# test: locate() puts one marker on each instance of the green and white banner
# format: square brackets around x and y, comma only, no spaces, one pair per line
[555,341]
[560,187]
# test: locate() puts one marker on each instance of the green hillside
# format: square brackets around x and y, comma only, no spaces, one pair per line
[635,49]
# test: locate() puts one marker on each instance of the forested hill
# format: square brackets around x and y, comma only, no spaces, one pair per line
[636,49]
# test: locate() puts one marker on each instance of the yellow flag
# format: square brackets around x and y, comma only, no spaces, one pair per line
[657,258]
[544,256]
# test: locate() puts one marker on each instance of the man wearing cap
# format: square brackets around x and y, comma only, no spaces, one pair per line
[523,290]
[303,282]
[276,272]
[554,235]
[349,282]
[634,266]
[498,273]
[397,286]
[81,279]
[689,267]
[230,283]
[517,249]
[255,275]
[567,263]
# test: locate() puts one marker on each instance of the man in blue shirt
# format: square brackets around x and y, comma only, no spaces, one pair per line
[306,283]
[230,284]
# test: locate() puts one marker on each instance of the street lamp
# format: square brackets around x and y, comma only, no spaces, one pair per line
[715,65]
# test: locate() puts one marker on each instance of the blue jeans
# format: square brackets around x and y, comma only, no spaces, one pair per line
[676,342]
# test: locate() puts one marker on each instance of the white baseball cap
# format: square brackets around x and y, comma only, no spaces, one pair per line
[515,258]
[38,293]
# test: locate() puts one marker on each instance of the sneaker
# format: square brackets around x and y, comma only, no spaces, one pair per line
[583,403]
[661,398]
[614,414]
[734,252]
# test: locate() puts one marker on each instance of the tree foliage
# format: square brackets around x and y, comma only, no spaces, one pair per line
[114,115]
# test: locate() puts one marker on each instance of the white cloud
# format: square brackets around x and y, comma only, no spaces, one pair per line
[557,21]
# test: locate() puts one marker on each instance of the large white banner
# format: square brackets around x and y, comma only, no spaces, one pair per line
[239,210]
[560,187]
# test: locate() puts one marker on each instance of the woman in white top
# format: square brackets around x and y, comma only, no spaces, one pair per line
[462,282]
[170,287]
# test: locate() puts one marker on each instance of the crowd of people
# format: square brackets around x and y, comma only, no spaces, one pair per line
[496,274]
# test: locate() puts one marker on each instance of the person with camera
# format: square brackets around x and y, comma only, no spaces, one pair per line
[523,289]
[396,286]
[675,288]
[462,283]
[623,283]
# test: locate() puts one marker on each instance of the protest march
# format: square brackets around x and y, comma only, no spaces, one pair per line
====
The range runs from the line with "the protest march" to the last line of the entries above, both included. Restate it word for word.

## [Solution to this task]
# test: locate() puts one marker on each instance of the protest march
# format: square brackets around x and y, comma only, no spaces, one pair per line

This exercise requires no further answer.